Give back exactly the lines of the data below, starting with the line that has "point(124, 379)" and going on through the line that has "point(30, 461)".
-------- Data to process
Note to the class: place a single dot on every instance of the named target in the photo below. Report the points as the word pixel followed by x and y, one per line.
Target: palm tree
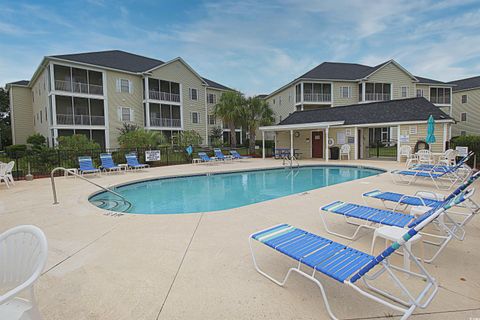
pixel 228 110
pixel 255 113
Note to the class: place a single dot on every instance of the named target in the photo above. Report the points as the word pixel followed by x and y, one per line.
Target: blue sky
pixel 253 46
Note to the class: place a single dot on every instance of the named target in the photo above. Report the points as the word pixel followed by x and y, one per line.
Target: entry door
pixel 317 144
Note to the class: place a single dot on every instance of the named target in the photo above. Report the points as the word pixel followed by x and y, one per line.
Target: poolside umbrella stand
pixel 430 131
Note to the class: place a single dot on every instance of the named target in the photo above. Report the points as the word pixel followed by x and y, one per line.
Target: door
pixel 317 144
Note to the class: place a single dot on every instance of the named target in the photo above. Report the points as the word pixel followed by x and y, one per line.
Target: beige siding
pixel 397 77
pixel 178 72
pixel 40 104
pixel 116 99
pixel 472 108
pixel 22 113
pixel 338 100
pixel 283 103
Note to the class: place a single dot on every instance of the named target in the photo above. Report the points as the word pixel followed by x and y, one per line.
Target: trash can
pixel 334 152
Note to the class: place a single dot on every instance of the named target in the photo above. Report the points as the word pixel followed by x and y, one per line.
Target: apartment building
pixel 94 93
pixel 370 119
pixel 466 106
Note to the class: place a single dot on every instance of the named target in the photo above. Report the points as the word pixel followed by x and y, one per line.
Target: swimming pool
pixel 221 191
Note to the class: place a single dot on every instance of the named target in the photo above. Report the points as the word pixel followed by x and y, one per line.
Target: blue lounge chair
pixel 133 163
pixel 445 179
pixel 220 156
pixel 237 155
pixel 348 265
pixel 86 166
pixel 205 158
pixel 108 164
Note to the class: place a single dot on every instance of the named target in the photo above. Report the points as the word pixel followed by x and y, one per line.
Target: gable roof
pixel 115 59
pixel 465 84
pixel 402 110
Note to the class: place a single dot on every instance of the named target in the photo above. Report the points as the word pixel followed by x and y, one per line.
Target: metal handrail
pixel 54 190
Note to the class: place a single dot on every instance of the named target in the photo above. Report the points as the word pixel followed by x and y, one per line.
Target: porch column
pixel 356 143
pixel 291 143
pixel 147 104
pixel 398 143
pixel 263 144
pixel 363 91
pixel 326 144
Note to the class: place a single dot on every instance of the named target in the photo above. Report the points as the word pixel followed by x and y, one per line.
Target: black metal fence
pixel 41 162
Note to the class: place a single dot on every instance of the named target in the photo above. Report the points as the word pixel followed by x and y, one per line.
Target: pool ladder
pixel 101 203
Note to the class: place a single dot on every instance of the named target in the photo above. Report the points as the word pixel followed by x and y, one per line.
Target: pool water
pixel 204 193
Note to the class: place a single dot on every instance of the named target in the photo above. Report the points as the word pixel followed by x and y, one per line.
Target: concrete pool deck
pixel 198 266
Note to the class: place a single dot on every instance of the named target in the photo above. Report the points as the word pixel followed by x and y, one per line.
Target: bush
pixel 77 142
pixel 16 150
pixel 37 140
pixel 141 139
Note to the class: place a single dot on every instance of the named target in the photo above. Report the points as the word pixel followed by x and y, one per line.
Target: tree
pixel 77 142
pixel 5 121
pixel 255 113
pixel 141 138
pixel 228 109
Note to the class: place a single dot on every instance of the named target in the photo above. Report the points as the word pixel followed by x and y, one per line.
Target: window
pixel 193 94
pixel 346 92
pixel 195 117
pixel 125 114
pixel 211 119
pixel 211 98
pixel 124 85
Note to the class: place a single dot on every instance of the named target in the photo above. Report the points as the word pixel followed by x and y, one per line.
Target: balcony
pixel 377 96
pixel 317 97
pixel 80 120
pixel 78 87
pixel 164 96
pixel 165 122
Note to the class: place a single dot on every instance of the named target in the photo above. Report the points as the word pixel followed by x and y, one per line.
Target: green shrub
pixel 77 142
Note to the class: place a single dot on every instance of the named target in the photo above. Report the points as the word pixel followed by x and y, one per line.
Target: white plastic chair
pixel 345 151
pixel 425 156
pixel 8 172
pixel 3 174
pixel 449 158
pixel 23 254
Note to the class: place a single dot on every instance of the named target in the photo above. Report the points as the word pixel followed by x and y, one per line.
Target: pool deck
pixel 198 266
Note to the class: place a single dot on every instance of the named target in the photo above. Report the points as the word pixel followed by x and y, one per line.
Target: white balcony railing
pixel 165 122
pixel 317 97
pixel 377 96
pixel 80 119
pixel 78 87
pixel 164 96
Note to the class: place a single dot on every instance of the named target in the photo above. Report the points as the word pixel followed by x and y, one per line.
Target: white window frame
pixel 412 130
pixel 197 114
pixel 342 92
pixel 190 92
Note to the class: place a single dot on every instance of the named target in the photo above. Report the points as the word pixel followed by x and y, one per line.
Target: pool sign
pixel 152 155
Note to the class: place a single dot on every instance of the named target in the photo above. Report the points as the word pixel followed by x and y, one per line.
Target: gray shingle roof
pixel 122 60
pixel 115 59
pixel 412 109
pixel 468 83
pixel 20 83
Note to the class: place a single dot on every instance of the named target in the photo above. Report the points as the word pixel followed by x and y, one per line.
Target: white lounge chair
pixel 345 151
pixel 23 254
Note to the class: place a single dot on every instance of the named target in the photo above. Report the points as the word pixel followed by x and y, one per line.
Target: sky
pixel 252 46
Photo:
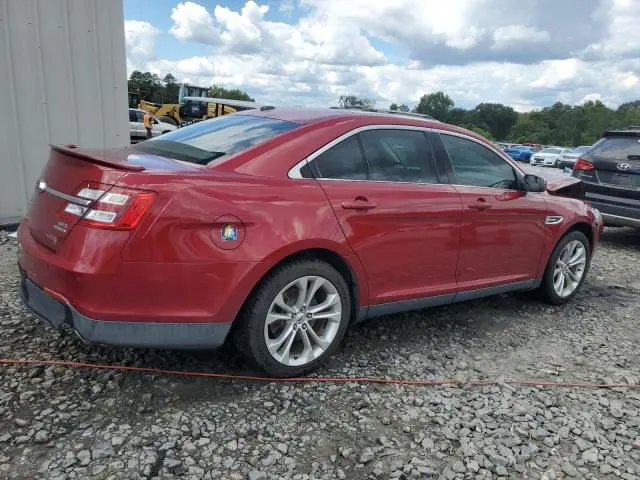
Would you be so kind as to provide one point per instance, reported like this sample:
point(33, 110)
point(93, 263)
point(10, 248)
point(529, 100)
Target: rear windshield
point(206, 141)
point(616, 148)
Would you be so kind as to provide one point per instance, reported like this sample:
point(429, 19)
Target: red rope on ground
point(392, 381)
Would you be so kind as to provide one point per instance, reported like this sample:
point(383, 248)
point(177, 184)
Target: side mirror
point(534, 183)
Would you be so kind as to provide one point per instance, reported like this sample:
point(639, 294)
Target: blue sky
point(523, 53)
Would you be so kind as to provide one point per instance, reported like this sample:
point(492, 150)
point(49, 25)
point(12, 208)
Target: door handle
point(480, 204)
point(358, 205)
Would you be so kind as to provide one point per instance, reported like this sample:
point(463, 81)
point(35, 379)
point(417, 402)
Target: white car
point(136, 126)
point(548, 157)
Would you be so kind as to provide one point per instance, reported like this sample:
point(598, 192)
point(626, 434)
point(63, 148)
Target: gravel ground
point(61, 423)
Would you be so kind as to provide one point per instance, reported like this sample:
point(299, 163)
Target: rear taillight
point(583, 165)
point(118, 208)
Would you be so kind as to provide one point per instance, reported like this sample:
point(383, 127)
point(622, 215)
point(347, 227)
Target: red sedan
point(279, 228)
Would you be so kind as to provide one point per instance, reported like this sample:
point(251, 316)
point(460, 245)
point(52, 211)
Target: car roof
point(309, 116)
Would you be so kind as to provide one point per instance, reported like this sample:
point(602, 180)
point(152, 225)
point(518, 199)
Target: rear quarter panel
point(277, 218)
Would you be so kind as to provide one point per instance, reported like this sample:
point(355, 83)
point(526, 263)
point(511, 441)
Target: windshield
point(208, 140)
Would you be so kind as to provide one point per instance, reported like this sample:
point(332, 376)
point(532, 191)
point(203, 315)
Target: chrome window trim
point(294, 172)
point(500, 154)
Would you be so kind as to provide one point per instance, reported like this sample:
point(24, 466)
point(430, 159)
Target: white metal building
point(63, 80)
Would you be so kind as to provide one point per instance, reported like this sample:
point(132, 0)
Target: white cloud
point(527, 56)
point(244, 32)
point(513, 35)
point(192, 22)
point(140, 40)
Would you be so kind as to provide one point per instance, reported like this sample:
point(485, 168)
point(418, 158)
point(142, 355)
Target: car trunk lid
point(66, 173)
point(616, 161)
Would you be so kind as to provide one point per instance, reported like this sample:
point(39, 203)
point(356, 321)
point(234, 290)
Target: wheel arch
point(583, 227)
point(348, 267)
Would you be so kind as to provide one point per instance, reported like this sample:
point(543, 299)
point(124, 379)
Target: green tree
point(479, 130)
point(351, 101)
point(459, 116)
point(171, 89)
point(438, 105)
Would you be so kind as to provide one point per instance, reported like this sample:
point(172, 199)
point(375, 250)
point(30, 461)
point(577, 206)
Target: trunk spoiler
point(70, 150)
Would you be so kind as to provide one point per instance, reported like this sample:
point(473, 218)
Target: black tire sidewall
point(255, 316)
point(547, 287)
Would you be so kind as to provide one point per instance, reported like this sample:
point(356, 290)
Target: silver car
point(568, 160)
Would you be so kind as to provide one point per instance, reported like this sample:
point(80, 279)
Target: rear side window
point(476, 165)
point(343, 161)
point(616, 148)
point(208, 140)
point(398, 156)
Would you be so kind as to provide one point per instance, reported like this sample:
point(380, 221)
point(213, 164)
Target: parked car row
point(544, 155)
point(137, 132)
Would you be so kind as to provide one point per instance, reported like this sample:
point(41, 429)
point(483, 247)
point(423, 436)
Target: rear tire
point(567, 268)
point(295, 319)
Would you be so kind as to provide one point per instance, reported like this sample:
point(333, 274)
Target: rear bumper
point(59, 314)
point(617, 221)
point(616, 212)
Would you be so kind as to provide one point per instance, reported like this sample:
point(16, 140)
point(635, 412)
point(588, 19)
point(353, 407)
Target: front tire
point(295, 319)
point(567, 268)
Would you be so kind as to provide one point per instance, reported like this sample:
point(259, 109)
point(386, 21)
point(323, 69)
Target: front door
point(402, 223)
point(502, 226)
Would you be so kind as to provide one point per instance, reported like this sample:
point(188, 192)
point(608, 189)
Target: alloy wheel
point(303, 320)
point(570, 268)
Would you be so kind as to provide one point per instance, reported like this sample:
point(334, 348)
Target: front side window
point(209, 140)
point(476, 165)
point(342, 161)
point(396, 155)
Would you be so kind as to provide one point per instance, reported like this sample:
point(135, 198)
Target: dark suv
point(610, 171)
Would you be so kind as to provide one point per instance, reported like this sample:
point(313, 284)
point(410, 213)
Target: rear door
point(502, 226)
point(401, 220)
point(616, 162)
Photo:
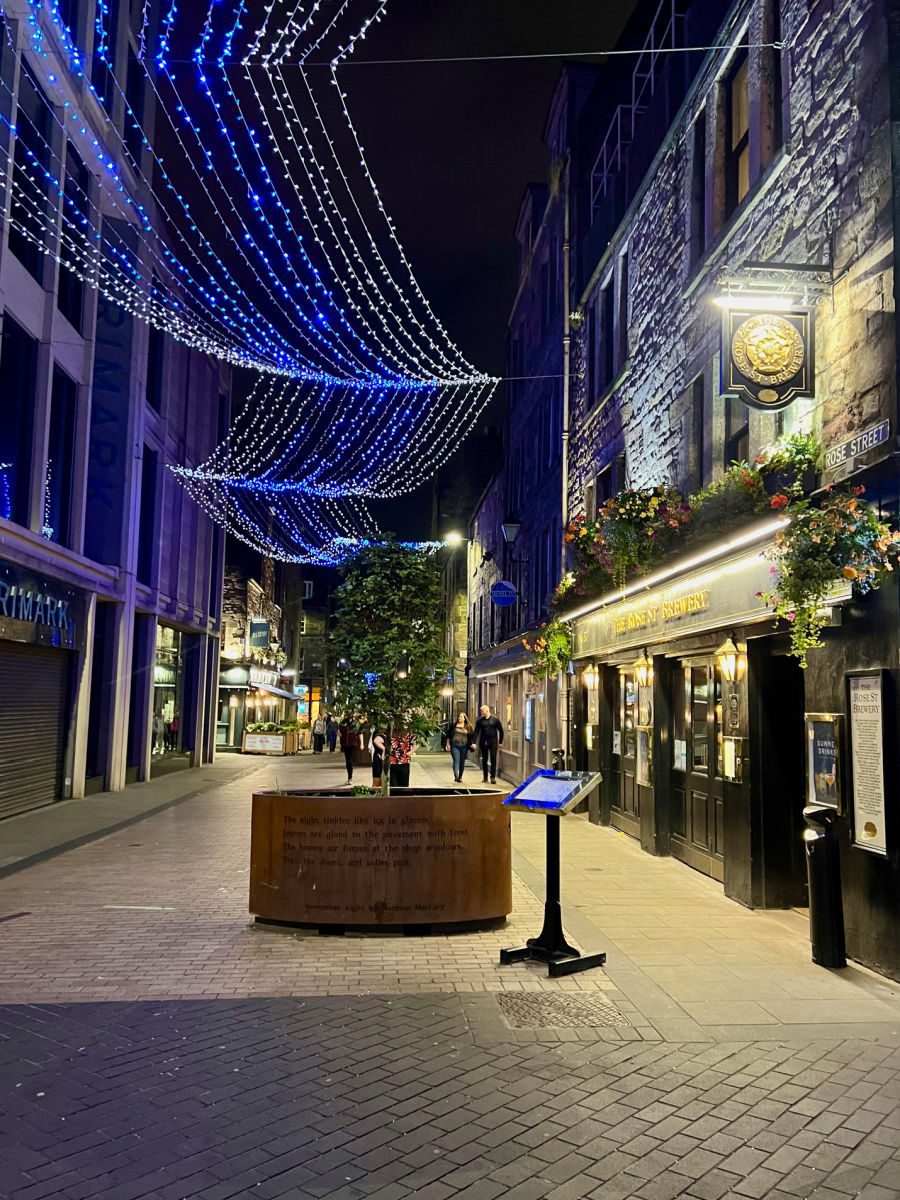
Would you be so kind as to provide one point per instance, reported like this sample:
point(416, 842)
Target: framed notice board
point(869, 768)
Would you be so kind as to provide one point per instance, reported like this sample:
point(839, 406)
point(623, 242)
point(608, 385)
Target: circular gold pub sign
point(768, 357)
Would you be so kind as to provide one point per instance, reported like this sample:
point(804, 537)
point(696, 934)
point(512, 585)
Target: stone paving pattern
point(231, 1060)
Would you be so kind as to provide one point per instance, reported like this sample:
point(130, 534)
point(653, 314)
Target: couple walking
point(486, 737)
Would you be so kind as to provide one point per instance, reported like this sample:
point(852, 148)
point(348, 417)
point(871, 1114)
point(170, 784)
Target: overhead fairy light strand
point(249, 227)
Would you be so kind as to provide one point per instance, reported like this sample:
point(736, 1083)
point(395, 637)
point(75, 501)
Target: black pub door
point(697, 767)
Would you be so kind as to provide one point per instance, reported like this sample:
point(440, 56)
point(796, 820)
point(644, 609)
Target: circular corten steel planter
point(418, 857)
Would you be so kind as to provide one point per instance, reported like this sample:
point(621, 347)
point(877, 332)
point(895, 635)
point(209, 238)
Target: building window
point(75, 250)
point(607, 336)
point(31, 162)
point(623, 313)
point(147, 523)
point(18, 370)
point(737, 132)
point(737, 431)
point(57, 525)
point(696, 449)
point(699, 189)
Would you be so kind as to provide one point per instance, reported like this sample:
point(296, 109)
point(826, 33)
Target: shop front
point(41, 634)
point(689, 703)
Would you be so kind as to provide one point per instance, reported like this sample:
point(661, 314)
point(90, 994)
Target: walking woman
point(460, 739)
point(349, 744)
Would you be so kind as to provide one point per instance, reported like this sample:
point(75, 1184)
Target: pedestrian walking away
point(402, 749)
point(489, 738)
point(460, 739)
point(377, 759)
point(318, 735)
point(331, 732)
point(349, 744)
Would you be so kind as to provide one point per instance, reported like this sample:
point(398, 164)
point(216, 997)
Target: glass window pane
point(700, 718)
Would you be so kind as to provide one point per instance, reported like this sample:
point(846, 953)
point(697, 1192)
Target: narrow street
point(155, 1043)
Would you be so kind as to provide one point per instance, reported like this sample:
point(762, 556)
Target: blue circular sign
point(504, 594)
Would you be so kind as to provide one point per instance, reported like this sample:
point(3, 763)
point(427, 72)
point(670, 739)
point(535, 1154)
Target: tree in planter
point(389, 634)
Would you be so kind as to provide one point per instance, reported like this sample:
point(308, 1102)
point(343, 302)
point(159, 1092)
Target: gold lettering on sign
point(695, 601)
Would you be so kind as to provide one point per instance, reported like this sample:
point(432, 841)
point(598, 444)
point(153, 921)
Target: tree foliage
point(390, 617)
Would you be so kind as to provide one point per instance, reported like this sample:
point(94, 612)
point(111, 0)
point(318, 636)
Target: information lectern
point(555, 793)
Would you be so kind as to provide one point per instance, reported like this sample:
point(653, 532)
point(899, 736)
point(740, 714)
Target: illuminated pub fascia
point(763, 223)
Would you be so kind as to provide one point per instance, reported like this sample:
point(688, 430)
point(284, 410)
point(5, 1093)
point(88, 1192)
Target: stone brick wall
point(244, 599)
point(826, 197)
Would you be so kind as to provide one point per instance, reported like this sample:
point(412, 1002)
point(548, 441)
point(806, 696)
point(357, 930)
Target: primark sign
point(41, 611)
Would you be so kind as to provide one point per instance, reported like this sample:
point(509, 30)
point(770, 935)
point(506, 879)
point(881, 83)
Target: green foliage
point(552, 648)
point(821, 547)
point(389, 613)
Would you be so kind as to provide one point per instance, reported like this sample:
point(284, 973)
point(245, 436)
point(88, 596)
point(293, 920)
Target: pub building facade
point(745, 292)
point(111, 576)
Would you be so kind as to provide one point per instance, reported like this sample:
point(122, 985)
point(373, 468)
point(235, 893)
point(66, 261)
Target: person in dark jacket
point(489, 738)
point(349, 744)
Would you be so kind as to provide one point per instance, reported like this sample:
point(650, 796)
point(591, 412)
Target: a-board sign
point(552, 792)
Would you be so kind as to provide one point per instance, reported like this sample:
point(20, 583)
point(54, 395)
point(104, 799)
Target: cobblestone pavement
point(709, 1059)
point(391, 1097)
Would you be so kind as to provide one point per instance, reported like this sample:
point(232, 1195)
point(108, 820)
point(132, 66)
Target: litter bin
point(823, 871)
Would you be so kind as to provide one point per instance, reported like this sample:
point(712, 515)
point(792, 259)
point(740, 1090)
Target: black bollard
point(826, 909)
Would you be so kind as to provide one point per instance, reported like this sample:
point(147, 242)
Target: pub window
point(623, 315)
point(696, 449)
point(699, 189)
point(737, 132)
point(607, 336)
point(18, 370)
point(737, 431)
point(57, 525)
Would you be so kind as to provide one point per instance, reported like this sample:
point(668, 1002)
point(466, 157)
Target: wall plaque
point(865, 705)
point(823, 760)
point(767, 357)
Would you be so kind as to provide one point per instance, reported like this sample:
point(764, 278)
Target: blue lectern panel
point(552, 791)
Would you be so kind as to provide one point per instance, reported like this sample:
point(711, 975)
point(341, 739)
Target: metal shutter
point(34, 711)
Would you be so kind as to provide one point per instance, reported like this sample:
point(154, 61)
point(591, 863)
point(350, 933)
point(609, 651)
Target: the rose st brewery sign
point(768, 358)
point(42, 611)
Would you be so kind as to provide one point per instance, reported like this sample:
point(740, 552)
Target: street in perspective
point(449, 601)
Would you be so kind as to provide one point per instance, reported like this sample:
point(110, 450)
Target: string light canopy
point(244, 221)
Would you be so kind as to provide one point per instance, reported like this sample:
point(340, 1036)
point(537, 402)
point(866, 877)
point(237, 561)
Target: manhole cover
point(546, 1011)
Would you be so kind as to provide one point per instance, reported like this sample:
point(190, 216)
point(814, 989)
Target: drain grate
point(546, 1011)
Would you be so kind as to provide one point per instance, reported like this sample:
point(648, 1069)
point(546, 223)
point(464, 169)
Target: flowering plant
point(840, 540)
point(636, 525)
point(551, 647)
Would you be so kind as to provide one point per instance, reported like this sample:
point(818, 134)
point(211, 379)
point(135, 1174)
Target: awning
point(275, 691)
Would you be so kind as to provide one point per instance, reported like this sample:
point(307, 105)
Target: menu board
point(552, 791)
point(867, 760)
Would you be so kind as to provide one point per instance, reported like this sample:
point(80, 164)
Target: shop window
point(147, 523)
point(57, 525)
point(699, 189)
point(737, 132)
point(29, 209)
point(135, 108)
point(737, 431)
point(18, 371)
point(76, 216)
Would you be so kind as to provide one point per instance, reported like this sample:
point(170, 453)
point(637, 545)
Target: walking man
point(489, 738)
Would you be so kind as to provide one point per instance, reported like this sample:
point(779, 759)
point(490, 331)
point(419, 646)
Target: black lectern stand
point(553, 793)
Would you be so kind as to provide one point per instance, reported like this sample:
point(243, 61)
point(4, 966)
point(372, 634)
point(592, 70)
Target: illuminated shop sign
point(37, 610)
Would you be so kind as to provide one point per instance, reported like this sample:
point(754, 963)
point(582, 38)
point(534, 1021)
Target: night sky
point(453, 145)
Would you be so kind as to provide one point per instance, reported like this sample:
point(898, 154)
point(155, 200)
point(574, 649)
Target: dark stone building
point(769, 186)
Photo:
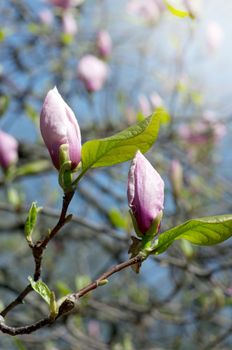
----------------
*Answer to this exercise:*
point(124, 379)
Target: green tree
point(479, 130)
point(351, 101)
point(459, 116)
point(171, 89)
point(438, 105)
Would you be so kind as to provide one point per instance, reported like this sample:
point(172, 199)
point(375, 250)
point(30, 461)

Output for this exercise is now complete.